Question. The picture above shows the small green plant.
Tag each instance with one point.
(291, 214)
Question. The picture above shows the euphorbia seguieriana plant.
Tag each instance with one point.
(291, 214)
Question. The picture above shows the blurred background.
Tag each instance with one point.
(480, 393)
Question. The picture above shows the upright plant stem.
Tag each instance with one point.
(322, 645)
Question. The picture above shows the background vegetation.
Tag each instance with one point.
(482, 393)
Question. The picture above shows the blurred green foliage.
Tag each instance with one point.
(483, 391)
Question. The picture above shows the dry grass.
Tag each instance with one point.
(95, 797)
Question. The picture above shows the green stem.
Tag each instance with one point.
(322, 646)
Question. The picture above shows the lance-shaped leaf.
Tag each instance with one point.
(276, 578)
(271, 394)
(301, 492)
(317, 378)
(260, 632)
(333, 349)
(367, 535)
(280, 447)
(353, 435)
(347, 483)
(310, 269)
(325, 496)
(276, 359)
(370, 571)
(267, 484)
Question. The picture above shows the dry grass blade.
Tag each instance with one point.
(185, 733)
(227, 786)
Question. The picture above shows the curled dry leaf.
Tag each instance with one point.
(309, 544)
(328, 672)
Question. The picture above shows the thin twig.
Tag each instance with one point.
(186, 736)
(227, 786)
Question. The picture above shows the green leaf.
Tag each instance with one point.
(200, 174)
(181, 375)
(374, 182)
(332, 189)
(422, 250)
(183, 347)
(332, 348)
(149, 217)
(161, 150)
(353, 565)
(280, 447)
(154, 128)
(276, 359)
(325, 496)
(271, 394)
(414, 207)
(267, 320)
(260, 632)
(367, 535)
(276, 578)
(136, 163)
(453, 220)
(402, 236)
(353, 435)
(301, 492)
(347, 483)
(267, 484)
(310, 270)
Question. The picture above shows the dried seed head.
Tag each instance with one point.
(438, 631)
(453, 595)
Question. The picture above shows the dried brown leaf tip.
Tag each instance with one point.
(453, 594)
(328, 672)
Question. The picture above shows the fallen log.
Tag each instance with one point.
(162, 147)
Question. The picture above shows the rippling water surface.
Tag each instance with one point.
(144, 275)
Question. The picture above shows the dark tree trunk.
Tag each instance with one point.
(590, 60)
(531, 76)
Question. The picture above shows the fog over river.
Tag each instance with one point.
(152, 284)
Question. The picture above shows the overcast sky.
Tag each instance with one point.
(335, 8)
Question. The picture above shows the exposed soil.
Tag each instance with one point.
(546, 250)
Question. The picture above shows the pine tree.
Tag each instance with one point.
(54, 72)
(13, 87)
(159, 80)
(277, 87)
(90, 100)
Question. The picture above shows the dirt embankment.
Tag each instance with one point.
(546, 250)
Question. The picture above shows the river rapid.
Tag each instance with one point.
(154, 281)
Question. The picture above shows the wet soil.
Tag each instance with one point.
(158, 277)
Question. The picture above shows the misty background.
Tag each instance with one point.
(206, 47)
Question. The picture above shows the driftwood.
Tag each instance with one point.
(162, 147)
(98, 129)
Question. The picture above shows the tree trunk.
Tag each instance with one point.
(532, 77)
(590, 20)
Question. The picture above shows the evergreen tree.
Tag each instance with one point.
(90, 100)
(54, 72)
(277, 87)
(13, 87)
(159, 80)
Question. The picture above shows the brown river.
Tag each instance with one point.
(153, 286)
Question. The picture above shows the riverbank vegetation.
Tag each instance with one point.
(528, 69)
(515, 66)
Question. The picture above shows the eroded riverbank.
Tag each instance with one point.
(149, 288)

-=-=-

● EXERCISE
Rewrite the lines from the one holding "Question. The picture above shows the brown" through the end of the rows above, both ends included. Keep the request lines as they are, and shift every coordinate in the answers by -53.

● TASK SOLUTION
Question. The picture above shows the brown river.
Tag each instance with one point.
(100, 233)
Question. The picture above shows the riverbank vegetation.
Tag each instance with one point.
(475, 16)
(462, 13)
Question. The picture above shows the eroded riverbank.
Tag each instance with one point.
(96, 235)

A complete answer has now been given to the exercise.